_Task description:_
Pick out each line of the listing below that contains the word "outcrop" and copy those lines in full. Treat the match as case-sensitive.

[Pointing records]
________________
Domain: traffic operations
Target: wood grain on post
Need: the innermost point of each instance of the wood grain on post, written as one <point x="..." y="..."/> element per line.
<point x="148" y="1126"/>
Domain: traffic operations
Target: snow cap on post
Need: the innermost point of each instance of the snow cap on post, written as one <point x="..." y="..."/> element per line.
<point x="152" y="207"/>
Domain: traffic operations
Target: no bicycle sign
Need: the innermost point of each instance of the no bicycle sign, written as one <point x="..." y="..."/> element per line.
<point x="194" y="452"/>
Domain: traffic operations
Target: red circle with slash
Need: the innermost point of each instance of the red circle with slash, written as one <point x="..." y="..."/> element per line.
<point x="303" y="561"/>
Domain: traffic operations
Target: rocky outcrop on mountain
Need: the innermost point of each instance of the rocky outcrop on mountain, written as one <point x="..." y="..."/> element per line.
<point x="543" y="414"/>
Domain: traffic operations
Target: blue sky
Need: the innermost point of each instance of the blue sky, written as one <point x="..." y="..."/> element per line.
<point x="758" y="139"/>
________________
_Task result:_
Target: rocky outcrop on mountain
Need: the innermost point of each instance of the rocky outcrop on mountain, written as one <point x="..." y="..."/> element per line.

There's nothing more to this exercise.